## [Quoted text]
━━━━━━━━━━━━━━━━━━━━

Typically, CSM systems are server-based software applications that reside between the media network, which connects the various broadcast or manipulation devices, and the storage network, which connects the nearline and archive storage tiers. The most basic function of CSM is the automated retrieval of high-resolution digital content (or essence) either from a data tape library (with the aid of a robot), or from a data server, and the delivery of that content either to a workstation, playout or editing device. CSM also performs this process in reverse – moving content back to storage. In a given media operation, CSM may be used to facilitate content manipulation and repurposing; systems interoperability through high and low bit rate content transcoding; and/or site-to-site content replication for disaster recovery.

CSM solutions comply with the well known Reference Model for an Open Archival Information System (OAIS), which is fundamental to long-term archive and content preservation in file-based environments and are characterized by a set of application-specific functionality, which can include:

  • Interfaces to proprietary media creation and consumption devices regardless of interface and storage topology
  • Transcoding and rewrapping technologies to ensure compatibility of content despite its source, format, encoding rates, aspect ratio, content container/wrapping standards
  • Direct integration to any type and format of storage device typically categorized as IT-centric storage devices allowing limitless or near limitless storage expansion
  • Integration with various network technologies including Ethernet, Fibre Channel, etc. and many protocols such as SCSI, TCP/IP, etc.

━━━━━━━━━━━━━━━━━━━━

## [Information shown]
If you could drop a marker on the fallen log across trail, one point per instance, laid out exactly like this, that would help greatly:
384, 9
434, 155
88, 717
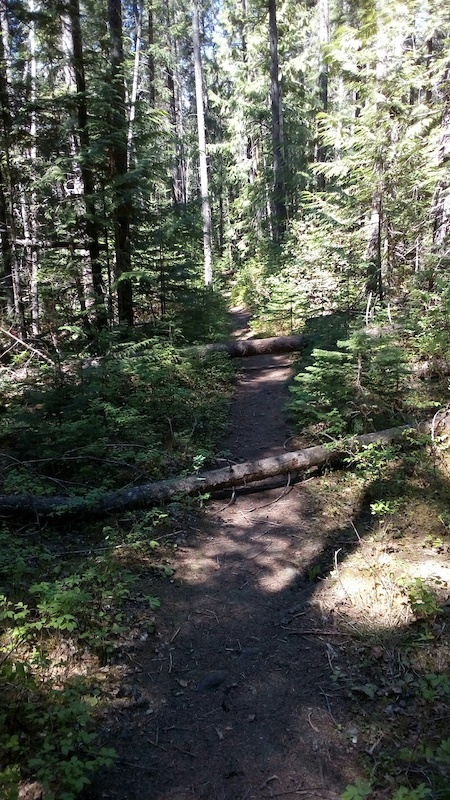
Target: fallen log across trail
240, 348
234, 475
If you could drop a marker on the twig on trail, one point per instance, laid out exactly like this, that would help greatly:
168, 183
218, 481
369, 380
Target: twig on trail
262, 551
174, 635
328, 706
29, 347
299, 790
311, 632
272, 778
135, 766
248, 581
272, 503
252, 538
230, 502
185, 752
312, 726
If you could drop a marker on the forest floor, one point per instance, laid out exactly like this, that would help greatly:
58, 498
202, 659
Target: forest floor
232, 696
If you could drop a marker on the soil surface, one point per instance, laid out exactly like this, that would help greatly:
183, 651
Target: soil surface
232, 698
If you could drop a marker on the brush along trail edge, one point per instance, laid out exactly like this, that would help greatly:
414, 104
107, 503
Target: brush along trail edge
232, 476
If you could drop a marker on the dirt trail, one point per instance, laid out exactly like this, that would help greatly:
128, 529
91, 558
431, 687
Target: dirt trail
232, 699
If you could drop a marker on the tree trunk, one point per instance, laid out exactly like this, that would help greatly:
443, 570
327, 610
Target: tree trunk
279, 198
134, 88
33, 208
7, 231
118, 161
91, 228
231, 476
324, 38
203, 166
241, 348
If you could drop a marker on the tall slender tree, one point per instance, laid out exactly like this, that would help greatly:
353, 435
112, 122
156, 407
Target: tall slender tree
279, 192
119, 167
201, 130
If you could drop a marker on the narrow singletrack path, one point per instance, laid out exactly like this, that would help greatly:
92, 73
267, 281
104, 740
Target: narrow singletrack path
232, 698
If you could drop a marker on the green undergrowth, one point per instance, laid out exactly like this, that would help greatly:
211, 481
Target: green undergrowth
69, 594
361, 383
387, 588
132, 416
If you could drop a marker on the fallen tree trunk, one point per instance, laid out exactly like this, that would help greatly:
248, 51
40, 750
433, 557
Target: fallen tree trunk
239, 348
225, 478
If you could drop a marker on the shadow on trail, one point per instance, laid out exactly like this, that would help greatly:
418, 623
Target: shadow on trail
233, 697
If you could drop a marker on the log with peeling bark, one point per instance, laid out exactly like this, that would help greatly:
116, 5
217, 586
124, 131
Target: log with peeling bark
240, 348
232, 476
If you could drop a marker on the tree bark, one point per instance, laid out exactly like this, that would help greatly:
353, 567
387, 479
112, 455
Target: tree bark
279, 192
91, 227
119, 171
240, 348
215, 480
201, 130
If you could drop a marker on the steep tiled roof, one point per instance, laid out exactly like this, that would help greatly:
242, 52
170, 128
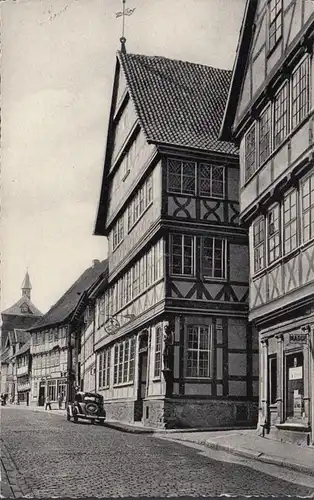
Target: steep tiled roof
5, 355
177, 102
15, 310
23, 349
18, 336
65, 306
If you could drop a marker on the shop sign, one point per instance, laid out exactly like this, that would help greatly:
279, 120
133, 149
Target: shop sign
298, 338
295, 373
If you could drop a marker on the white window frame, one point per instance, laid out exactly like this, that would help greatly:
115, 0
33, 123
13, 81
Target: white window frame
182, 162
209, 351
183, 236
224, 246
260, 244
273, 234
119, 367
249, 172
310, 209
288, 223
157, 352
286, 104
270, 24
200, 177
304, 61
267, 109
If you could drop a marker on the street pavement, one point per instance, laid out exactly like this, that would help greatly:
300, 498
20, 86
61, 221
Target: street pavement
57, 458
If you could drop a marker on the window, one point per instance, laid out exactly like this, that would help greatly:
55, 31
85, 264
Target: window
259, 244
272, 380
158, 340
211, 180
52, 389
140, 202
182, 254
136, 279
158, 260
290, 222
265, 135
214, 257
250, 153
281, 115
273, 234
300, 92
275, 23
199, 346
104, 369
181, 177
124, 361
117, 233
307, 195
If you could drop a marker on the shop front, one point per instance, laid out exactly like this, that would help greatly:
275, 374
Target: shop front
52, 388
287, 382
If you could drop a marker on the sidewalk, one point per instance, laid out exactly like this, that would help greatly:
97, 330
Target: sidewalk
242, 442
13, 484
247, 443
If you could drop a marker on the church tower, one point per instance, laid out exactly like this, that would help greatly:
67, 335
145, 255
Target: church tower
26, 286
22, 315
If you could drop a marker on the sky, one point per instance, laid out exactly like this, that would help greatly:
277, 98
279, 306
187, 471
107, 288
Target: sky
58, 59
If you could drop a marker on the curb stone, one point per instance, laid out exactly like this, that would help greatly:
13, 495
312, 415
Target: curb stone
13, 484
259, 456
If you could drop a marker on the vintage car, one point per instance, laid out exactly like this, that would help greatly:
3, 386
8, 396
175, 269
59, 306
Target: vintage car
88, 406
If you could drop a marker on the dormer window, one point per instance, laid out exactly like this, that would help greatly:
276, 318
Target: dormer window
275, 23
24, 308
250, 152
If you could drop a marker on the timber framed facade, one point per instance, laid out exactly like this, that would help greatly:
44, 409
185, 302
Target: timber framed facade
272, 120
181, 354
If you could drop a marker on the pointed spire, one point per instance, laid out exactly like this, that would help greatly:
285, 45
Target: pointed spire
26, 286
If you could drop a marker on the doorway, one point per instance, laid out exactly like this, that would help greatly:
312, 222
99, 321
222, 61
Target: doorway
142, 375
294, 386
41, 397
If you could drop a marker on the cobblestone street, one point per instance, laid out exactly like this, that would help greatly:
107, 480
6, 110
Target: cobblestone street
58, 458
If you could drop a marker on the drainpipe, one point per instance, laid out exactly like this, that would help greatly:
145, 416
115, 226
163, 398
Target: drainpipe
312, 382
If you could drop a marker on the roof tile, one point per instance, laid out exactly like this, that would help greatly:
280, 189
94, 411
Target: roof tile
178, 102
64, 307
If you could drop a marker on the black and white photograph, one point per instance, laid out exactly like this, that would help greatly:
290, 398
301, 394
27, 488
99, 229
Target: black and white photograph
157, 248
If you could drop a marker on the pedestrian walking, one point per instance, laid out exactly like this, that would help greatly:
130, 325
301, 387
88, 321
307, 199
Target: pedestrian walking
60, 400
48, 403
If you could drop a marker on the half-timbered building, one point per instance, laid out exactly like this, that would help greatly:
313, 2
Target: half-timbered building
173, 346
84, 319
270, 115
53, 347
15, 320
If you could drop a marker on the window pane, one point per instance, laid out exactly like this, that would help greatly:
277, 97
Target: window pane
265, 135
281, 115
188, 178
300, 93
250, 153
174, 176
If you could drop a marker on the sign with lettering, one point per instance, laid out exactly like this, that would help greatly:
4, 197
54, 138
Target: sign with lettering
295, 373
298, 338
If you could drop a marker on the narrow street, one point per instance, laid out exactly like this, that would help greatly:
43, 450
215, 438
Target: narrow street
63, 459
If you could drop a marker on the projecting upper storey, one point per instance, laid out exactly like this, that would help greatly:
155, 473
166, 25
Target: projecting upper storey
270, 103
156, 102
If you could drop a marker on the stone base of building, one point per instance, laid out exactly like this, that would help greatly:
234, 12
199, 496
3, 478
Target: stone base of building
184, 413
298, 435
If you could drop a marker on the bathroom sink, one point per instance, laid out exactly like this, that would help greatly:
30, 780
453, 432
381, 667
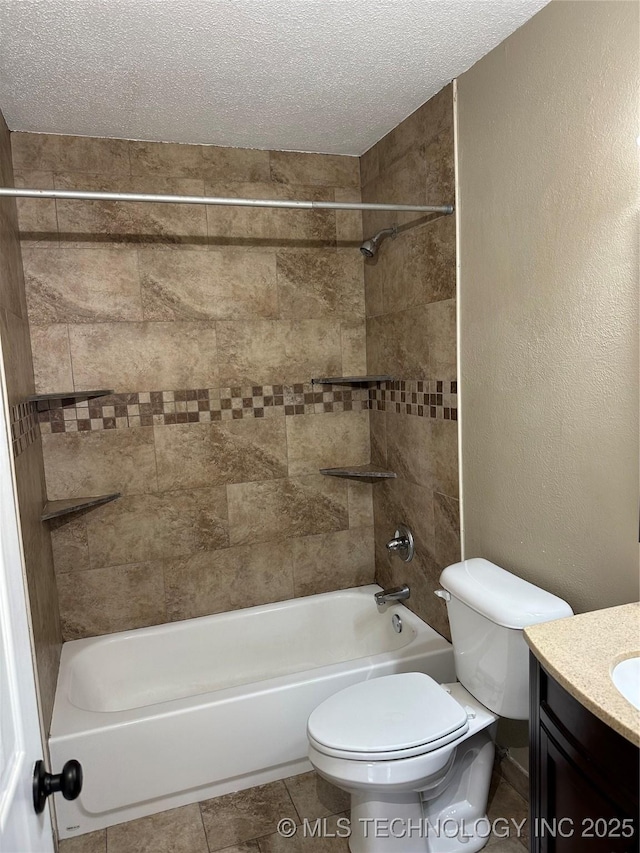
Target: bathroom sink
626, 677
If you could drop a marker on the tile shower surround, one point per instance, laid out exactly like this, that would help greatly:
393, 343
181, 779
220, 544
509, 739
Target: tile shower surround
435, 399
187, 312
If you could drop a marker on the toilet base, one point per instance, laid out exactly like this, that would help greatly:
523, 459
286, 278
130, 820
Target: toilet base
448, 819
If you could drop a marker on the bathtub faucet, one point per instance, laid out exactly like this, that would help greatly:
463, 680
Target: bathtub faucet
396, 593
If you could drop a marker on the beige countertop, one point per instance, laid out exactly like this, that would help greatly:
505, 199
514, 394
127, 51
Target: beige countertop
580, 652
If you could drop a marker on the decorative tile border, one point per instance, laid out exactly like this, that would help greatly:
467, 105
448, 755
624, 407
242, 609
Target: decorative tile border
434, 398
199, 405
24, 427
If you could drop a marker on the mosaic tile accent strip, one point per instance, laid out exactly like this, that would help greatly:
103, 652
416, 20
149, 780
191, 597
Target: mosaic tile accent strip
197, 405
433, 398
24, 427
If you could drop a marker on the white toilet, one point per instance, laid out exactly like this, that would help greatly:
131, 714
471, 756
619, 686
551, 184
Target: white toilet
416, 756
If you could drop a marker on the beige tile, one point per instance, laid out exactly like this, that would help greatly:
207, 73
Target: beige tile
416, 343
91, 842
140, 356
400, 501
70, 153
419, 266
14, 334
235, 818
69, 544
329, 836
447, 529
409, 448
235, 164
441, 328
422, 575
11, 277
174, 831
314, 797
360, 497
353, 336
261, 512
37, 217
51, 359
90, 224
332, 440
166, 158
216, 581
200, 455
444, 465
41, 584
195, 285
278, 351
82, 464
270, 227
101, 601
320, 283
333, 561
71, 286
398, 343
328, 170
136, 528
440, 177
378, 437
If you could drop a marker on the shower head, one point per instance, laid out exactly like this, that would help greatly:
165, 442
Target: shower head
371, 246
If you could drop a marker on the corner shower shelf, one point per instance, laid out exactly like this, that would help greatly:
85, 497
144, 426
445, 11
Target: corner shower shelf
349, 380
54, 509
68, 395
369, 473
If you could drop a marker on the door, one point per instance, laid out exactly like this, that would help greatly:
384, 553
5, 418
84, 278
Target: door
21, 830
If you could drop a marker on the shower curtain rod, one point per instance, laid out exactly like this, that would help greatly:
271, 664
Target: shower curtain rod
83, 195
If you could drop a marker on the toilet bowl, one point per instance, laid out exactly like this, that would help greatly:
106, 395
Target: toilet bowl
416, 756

━━━━━━━━━━━━━━━━━━━━

## [What is being asked]
Extend the text about content storage management (CSM) systems in broadcast media, starting after its final bullet on network technologies and protocols.

## [Answer below]
  • Full compliance with the well established OAIS model allowing combination of reference metadata, media and any other key elements, which comprise an overall asset targeted to storage and preservation goals
  • Subjective content analysis for file-based audio/video content entering and exiting the system
  • Data integrity and validation checks such as checksums, etc.
  • Analytics engines for capturing, measuring and reporting on all internal aspects of the system including network bandwidth, read/write error rates, data storage profiles, etc.
  • Features for local and geographically distributed content storage for file-based distribution as well as disaster recovery applications
  • Extensibility through incremental addition of features and resources to allow limitless or near limitless expansion of the system

History of CSM[edit]

The concept of CSM was first introduced in November 2006 by Brian Campanotti and Rino Petricola from Front Porch Digital Inc, one of the providers of CSM solutions. CSM solutions have their origins in archive management systems, but their functionality is considerably broader. Likewise, CSM systems resemble hierarchical storage management (HSM) systems in that both migrate among storage tiers, but they are distinct. For example, CSM software is media-specific, with internal decision-making models based on media-centric parameters, and with programmatic interfaces specific to control and management by broadcast business systems such as traffic, inventory, and automation. CSM groups related assets (typically video file and related multilingual audio files) into a single managed object for storage and retrieval. CSM does not use stub files, which are pointers to files, but instead handles actual media files directly. CSM migrates files by copying them between systems rather than transferring them from system to system. And finally, by definition, CSM does not stand alone but functions as an abstraction layer between disparate systems including various storage devices, broadcast editing and playout devices and even end consumer devices such as set top boxes and Web streaming sites.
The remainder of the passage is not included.